• WHAT YOU SHOULD DO
Render every line of the rows below as a Markdown table with two columns, No and Line. Put each line's number in No and its text in Line, and omit blank lines.

• DATA SHOWN

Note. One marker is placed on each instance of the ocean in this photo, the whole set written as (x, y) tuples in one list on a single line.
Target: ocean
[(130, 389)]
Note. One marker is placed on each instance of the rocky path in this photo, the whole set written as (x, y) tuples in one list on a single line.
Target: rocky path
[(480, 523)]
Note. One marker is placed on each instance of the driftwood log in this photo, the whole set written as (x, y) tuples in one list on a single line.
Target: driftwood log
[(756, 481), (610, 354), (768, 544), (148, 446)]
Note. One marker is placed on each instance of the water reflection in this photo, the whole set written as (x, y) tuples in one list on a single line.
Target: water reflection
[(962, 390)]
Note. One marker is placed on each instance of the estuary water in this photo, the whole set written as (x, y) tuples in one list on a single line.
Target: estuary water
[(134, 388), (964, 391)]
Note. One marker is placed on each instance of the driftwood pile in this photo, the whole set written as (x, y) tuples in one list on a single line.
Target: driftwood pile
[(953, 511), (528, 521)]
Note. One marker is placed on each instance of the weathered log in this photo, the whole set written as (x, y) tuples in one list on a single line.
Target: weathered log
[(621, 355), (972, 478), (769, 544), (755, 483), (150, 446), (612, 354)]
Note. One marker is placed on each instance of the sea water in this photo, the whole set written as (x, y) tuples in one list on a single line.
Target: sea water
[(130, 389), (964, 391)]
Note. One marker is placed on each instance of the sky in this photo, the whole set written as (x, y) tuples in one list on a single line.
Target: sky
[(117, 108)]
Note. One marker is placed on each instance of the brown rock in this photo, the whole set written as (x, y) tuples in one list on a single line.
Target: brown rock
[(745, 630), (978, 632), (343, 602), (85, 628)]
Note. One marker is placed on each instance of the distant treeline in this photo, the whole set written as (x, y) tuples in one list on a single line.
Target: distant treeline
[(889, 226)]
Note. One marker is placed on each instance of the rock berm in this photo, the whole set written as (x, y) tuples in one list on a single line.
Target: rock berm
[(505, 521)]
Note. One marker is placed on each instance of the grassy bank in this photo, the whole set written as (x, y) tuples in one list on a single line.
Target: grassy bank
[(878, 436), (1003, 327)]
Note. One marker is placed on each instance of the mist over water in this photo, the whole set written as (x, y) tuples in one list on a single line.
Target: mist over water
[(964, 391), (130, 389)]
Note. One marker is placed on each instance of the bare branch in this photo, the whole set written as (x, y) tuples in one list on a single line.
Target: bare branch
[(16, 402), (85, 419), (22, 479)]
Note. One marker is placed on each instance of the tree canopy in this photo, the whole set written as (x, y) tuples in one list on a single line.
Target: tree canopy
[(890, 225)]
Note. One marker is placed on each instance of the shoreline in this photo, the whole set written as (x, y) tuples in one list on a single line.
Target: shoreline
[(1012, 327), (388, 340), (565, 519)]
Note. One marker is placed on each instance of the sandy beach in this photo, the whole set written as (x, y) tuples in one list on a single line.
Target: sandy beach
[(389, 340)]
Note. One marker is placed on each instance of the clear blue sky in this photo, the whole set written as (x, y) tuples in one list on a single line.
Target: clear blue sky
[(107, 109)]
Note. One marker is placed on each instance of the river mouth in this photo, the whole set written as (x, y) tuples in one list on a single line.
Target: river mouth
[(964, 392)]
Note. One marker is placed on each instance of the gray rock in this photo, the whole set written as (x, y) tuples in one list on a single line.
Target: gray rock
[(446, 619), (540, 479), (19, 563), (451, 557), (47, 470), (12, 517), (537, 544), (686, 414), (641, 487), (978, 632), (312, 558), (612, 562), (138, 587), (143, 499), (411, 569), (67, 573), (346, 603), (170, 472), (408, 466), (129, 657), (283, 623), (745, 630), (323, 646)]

• TASK RESULT
| No | Line |
|---|---|
| 1 | Note. One marker is placed on each instance of the ocean in this photo, the whole set written as (x, y) tuples in one list on a single line. |
| 2 | Target: ocean |
| 3 | [(130, 389)] |
| 4 | Note. One marker is placed on each instance of the rocky path in this photo, the whole set written as (x, y) tuples in one list on a single line. |
| 5 | Target: rocky path |
| 6 | [(480, 523)] |
| 7 | Note. One marker is placed on each instance of the driftwood log in this photo, the whole set written as (x, y) tuples in one list on a single line. |
| 8 | Target: driftwood log |
| 9 | [(756, 481), (610, 354), (768, 544), (148, 446)] |
| 10 | Note. One marker is placed on each instance of the water reflection in this photo, the whole set written as (x, y) tuples in one list on a single line. |
| 11 | Target: water reflection |
| 12 | [(962, 390)] |
| 13 | Note. One marker is placed on each instance of the estuary water in this photo, the whole set written as (x, y) tuples in one list on a single line. |
| 14 | Target: estuary water |
| 15 | [(134, 388), (964, 391)] |
| 16 | Note. One marker is placed on each instance of the driftwood pile in this photo, the whole set written as (x, y) tuples in one list on a single line. |
| 17 | Target: driftwood pile |
| 18 | [(953, 511), (528, 521)] |
| 19 | Note. One marker is placed on each instance of the weathered log in this photo, the whole set written as (x, y) tuples in one list on a single line. |
| 20 | Target: weathered log |
| 21 | [(621, 355), (972, 478), (769, 544), (755, 483), (150, 446), (612, 354)] |
| 22 | Note. One marker is placed on each instance of the sea water in this photo, the whole set written as (x, y) tuples in one list on a single line. |
| 23 | Target: sea water |
| 24 | [(130, 389), (964, 391)] |
| 25 | Note. One marker is placed on each instance of the sky in this photo, the whole set written as (x, y) tuples in one list on a single line. |
| 26 | Target: sky |
| 27 | [(117, 108)] |
| 28 | Note. One marker is placed on each instance of the brown rock in this photo, the whole set written as (x, y) tuples in one list on a single line. |
| 29 | Target: brown rock |
| 30 | [(745, 630), (978, 632), (343, 602), (85, 628)] |
| 31 | Note. One marker is placed on each instance of the distant treeline in this photo, the whole set written as (x, y) tuples in one list on a single line. |
| 32 | Target: distant treeline |
| 33 | [(889, 226)] |
| 34 | Note. One marker is placed on each instance of the rock berm in this photo, the whole set written as (x, y) tuples in one list on a single line. |
| 35 | Target: rock berm |
| 36 | [(505, 521)] |
| 37 | Note. One marker is placed on each instance of the grassy bank in this photo, the whole set written as (x, y) tuples in one list on a single line. |
| 38 | Target: grassy bank |
| 39 | [(878, 436), (1003, 327)] |
| 40 | Note. One marker is placed on each instance of the mist over water in this photo, the whole set written as (x, y) tuples in one list on a single line. |
| 41 | Target: mist over water |
| 42 | [(964, 391), (130, 389)] |
| 43 | Note. One marker is placed on each instance of the bare branch in this photo, the whole set written as (x, y) tuples in one list on a single line. |
| 44 | Target: bare branch |
| 45 | [(16, 402), (85, 419), (22, 479)] |
| 46 | Note. One marker is placed on each instance of the tree canopy in this photo, the whole set written as (x, y) tuples in one list on a single line. |
| 47 | Target: tree canopy |
| 48 | [(890, 225)] |
| 49 | Note. One marker is placed on each instance of the shoreline in this photo, the whole set written as (x, y) tuples in one list on a single line. |
| 50 | Target: shoreline |
| 51 | [(1012, 327), (388, 340), (565, 519)] |
| 52 | Note. One marker is placed on each instance of the sandy beach in this photo, the whole set written as (x, y) tuples in one list on a single line. |
| 53 | Target: sandy beach |
| 54 | [(389, 340)] |
| 55 | Note. One marker is placed on each instance of the clear blue sky in this photo, the whole set written as (x, y) tuples in one list on a single line. |
| 56 | Target: clear blue sky |
| 57 | [(107, 109)] |
| 58 | Note. One marker is placed on each instance of the river mouth in this photo, the whole set written as (x, y) tuples in one list on a single line. |
| 59 | Target: river mouth |
| 60 | [(964, 392)] |
| 61 | Note. One marker is placed on each instance of the gray rock in this photo, the whole set written as (x, y) tuples in one list on a single line. |
| 62 | Target: gray rock |
| 63 | [(446, 619), (540, 479), (19, 563), (451, 557), (47, 470), (12, 517), (537, 544), (686, 414), (641, 487), (978, 632), (312, 558), (612, 562), (138, 587), (143, 499), (411, 569), (67, 573), (346, 603), (170, 472), (408, 466), (129, 657), (283, 623), (745, 630), (323, 646)] |